__PROBLEMAS Y TAREAS__.
(a) Según el texto sobre la fragmentación cultural, ¿con qué nombre se designa la mayor amenaza?
(b) Prosigue el texto sobre la fragmentación cultural y el anarca a partir de su última oración.

__TEXTO DE ESTUDIO__.
■ ■ ■

Ahora, si sabemos que el rechazo a toda metafísica es un síntoma de la irracionalidad, todo intento de restablecer el orden de la modernidad se basará en una nuevo ideología posthistórica, la cual dará como consecuencia la formación de un nuevo discurso total. Pero en la medida que el sistema se autodefine destruyendo e invadiendo otras formas semánticas y materiales de vida, la fragmentación cultural que esto produce generará un individualismo cosmopolita contradictorio con cualquier mitología de la verdad. Siendo la regresión sensitiva parte de esta fragmentación cultural, esta se convierte en un verdadero obstáculo para todo discurso orientador. La mayor amenaza es el surgimiento de una psicología de desposeídos y conciencias sin apegos reales con las personas: el anarca. El que es capaz de llevar a la destrucción los valores del mundo solo por el placer de coronar su ideal como forma de totalitarismo y anarquía de violencia desbocada. Son los desafiliados de la tierra, los que quieren hacer añicos el artificio de miedo normalizado en que vive el hombre civilizado e hipócrita, y sobrepujar su ruina entregándolo a la demencia y a la violencia generalizada.

■ ■ ■

__MATERIAL PROPORCIONADO__.
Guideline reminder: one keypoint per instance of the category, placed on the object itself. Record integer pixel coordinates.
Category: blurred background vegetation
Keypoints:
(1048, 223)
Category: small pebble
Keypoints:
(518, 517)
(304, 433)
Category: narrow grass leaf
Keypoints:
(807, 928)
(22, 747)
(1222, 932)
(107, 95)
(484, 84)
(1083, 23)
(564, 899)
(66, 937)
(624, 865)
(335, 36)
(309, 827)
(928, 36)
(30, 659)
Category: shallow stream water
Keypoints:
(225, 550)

■ ■ ■

__RESPUESTAS POR TAREA__.
(a) El anarca.

(b)
Hoy la iniciativa de la persona la empuja a entregarse a sus estímulos, como ética naturalizada de la época. Vive desgarra entre los lenguajes formales donde la rutina y el ahogo de la formalidad lo envejecen, y la crueldad de los cuerpos y las biografías extraviadas lo desarman y lo drogan. El valor del hombre y la mujer reside en su propio cinismo autodestructivo, en el extremismo de buscar un goce maquinal donde la vida es solo crimen y no tener reglas de  respeto con nadie ni con nada. Un ser humano desconectado con el todo, asaltado por sus propios fantasmas internos recae en la paradoja de la moral puritana; la envidia como religiosidad hacia la vida, o en el cimiento ideológico que da fuerza a los que desean ver arder el mundo.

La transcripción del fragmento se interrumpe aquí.